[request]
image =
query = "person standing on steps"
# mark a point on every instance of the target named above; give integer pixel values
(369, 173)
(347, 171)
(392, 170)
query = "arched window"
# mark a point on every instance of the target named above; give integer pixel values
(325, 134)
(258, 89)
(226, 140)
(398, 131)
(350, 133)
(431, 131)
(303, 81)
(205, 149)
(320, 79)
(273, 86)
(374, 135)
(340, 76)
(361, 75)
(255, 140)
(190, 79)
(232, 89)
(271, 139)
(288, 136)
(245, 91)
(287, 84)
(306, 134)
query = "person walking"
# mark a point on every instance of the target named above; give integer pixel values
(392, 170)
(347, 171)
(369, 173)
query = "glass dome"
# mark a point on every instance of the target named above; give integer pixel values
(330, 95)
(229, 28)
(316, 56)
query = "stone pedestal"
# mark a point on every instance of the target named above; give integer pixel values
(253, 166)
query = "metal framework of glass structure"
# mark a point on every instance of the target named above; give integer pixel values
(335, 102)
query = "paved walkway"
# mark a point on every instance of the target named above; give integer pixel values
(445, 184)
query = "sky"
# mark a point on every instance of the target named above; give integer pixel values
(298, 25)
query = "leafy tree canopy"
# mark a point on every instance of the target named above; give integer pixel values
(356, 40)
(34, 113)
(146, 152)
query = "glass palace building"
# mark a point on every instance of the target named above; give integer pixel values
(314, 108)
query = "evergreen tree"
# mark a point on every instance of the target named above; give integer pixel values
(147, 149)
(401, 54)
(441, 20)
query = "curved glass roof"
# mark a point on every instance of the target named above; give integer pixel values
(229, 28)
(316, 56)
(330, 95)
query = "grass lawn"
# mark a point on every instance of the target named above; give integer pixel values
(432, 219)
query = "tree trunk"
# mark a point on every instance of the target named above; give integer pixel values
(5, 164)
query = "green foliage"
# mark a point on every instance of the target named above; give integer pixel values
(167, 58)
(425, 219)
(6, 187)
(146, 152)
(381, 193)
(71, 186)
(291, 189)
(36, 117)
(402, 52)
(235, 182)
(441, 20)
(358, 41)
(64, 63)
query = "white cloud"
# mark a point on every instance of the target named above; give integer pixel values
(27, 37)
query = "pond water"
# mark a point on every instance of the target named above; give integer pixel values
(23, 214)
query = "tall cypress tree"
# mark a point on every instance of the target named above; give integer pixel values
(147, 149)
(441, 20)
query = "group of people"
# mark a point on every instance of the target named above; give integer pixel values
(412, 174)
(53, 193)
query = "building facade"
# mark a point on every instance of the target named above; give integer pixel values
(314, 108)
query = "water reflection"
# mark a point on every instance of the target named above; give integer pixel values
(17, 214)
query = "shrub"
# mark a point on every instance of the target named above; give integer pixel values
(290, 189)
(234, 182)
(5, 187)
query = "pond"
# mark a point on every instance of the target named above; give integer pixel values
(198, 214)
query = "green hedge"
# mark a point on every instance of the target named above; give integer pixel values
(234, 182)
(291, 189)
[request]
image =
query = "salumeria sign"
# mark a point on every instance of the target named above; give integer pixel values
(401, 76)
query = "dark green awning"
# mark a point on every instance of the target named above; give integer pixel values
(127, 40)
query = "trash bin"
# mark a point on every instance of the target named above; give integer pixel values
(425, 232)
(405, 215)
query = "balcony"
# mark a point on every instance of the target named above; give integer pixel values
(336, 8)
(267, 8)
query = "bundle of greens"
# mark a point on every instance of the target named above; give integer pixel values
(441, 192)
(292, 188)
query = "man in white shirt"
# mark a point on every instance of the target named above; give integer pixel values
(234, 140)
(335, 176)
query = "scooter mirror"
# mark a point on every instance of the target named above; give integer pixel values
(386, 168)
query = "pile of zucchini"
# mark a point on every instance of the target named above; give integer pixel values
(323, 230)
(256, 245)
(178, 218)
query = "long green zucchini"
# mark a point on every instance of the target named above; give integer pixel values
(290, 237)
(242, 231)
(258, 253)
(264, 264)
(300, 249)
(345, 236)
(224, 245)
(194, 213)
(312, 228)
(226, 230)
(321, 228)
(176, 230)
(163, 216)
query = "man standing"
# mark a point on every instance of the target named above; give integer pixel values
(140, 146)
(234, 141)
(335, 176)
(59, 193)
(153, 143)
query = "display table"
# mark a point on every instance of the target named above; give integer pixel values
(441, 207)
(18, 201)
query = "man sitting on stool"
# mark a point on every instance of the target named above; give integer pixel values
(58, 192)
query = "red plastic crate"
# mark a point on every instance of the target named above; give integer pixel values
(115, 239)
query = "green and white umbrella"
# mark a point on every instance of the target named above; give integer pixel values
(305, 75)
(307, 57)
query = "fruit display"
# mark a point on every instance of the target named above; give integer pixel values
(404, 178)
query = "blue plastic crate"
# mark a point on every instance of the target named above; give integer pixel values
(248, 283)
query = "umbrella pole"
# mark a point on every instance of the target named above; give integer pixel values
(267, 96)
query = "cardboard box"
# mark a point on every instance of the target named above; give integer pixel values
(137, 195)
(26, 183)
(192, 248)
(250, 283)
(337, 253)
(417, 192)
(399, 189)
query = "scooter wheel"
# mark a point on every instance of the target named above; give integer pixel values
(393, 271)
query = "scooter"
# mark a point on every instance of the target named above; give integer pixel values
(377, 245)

════════════════════

Each record must be repeated exactly as it is.

§ **TASK RESPONSE**:
[request]
image =
query = "person standing on steps"
# mark a point on every instance of the target named above; give integer pixel values
(369, 173)
(347, 171)
(392, 170)
query = "arched window"
# mark a point on every instance of the target named above; give integer pixel values
(325, 134)
(258, 89)
(226, 140)
(398, 131)
(350, 133)
(431, 131)
(303, 81)
(205, 149)
(320, 79)
(273, 86)
(374, 135)
(340, 76)
(361, 75)
(255, 140)
(190, 79)
(232, 89)
(271, 139)
(288, 136)
(245, 91)
(287, 84)
(306, 134)
query = "person walking"
# mark a point on every instance of the target named above; give integer pixel values
(392, 170)
(347, 171)
(369, 173)
query = "glass dome"
# mark a point on every instance of the target named above; give integer pixel values
(330, 95)
(229, 28)
(316, 56)
query = "stone pedestal"
# mark a point on every instance of the target named above; give integer pixel values
(253, 166)
query = "metal framework of glass structure"
# mark a point on every instance of the target named above; give integer pixel values
(335, 102)
query = "paved walkway"
# mark a point on every instance of the target named above; give integer pixel values
(445, 184)
query = "sky"
# mark a point on every instance of the target named above; give integer pixel values
(298, 25)
query = "leafy tree canopy"
# mark a point on every instance of the target named above; give integer pixel values
(356, 40)
(34, 113)
(146, 152)
query = "glass palace building"
# mark a point on every instance of the target named above; give integer pixel values
(314, 108)
query = "evergreen tree"
# mark a point on every instance of the target named above; give integer pixel values
(147, 149)
(401, 54)
(441, 20)
query = "curved glass roof"
# mark a point on every instance of the target named above; give integer pixel values
(229, 28)
(316, 56)
(330, 95)
query = "grass lawn"
# mark a point on every instance of the target named above; give integer pixel values
(432, 219)
query = "tree trunk"
# mark a point on every instance of the target named above; give integer pixel values
(5, 164)
query = "green foliage"
# mark a point on every instance of the target named above; give integer pixel values
(167, 58)
(425, 219)
(6, 187)
(146, 152)
(381, 193)
(71, 186)
(291, 189)
(36, 117)
(402, 52)
(235, 182)
(441, 20)
(358, 41)
(64, 63)
query = "white cloud"
# mark a point on every instance of the target named above; give integer pixel values
(27, 37)
query = "pond water"
# mark a point on every instance of the target named above; give integer pixel values
(23, 214)
query = "tall cypress tree"
# mark a point on every instance of the target named above; give integer pixel values
(147, 149)
(441, 20)
query = "group of people"
# mark a point on every instance of the target named above; give integer pixel values
(412, 174)
(53, 193)
query = "building facade"
# mark a point on every instance of the target named above; give integer pixel values
(314, 108)
query = "water reflection"
# mark a point on every instance of the target named above; give integer pixel values
(17, 214)
query = "shrub"
# mark a point on every instance of the target named above; give integer pixel values
(290, 189)
(234, 182)
(5, 187)
query = "pond"
# mark a point on every instance of the target named above; give integer pixel values
(198, 214)
query = "green hedge"
# mark a point on every instance of the target named above; give integer pixel values
(234, 182)
(291, 189)
[request]
image =
query = "salumeria sign"
# mark a point on every instance of the target named above; give integer pixel values
(401, 76)
query = "dark green awning"
# mark a point on every instance of the target named above; give integer pixel values
(127, 40)
query = "trash bin"
# mark a point on every instance of the target named above; give integer pixel values
(425, 232)
(405, 215)
query = "balcony"
# mark a point on every instance of the target named above; give integer pixel values
(336, 8)
(267, 8)
query = "bundle of greens"
# mark a point on every instance of the target named above; give integer pixel values
(441, 192)
(292, 188)
query = "man in white shirt"
# mark a point on every instance of the target named above; give integer pixel values
(234, 140)
(335, 176)
query = "scooter mirror"
# mark a point on every instance of the target named above; give integer pixel values
(386, 168)
query = "pile of zucchini"
# mark a point on every instance of the target named above; give integer pixel values
(323, 230)
(256, 245)
(178, 218)
query = "long green zucchini"
# mark a point on every instance of the target named above; give integer pixel values
(290, 237)
(242, 231)
(258, 253)
(264, 264)
(300, 249)
(345, 236)
(224, 245)
(194, 213)
(312, 228)
(226, 230)
(321, 228)
(176, 230)
(163, 216)
query = "man standing"
# mark a point on every instance of the target named above; give integer pixel values
(140, 146)
(234, 141)
(335, 176)
(59, 193)
(153, 143)
query = "display table"
# mark a point on every instance of the target named above; give integer pixel values
(441, 207)
(18, 201)
query = "man sitting on stool"
# mark a point on every instance of the target named above; give integer pixel values
(58, 192)
query = "red plastic crate"
# mark a point on every instance of the target named above; give integer pixel values
(115, 239)
query = "green and white umbrella"
# mark a point on every instance of the target named above; give integer pixel values
(305, 75)
(307, 57)
query = "fruit display"
# mark a point on every instance of the target named above; give integer pixel values
(404, 178)
query = "blue plastic crate"
# mark a point on every instance of the target named above; give integer pixel values
(248, 283)
query = "umbrella pole"
# mark a point on every instance of the target named above; give integer pixel values
(267, 96)
query = "cardboard box"
# mark a point on every instance of the target named above; give integer pixel values
(137, 195)
(26, 183)
(192, 248)
(250, 283)
(337, 253)
(417, 192)
(399, 189)
query = "scooter wheel"
# mark a point on every instance of the target named above; give integer pixel values
(393, 271)
query = "scooter"
# mark a point on every instance of the target named above; give integer pixel values
(377, 245)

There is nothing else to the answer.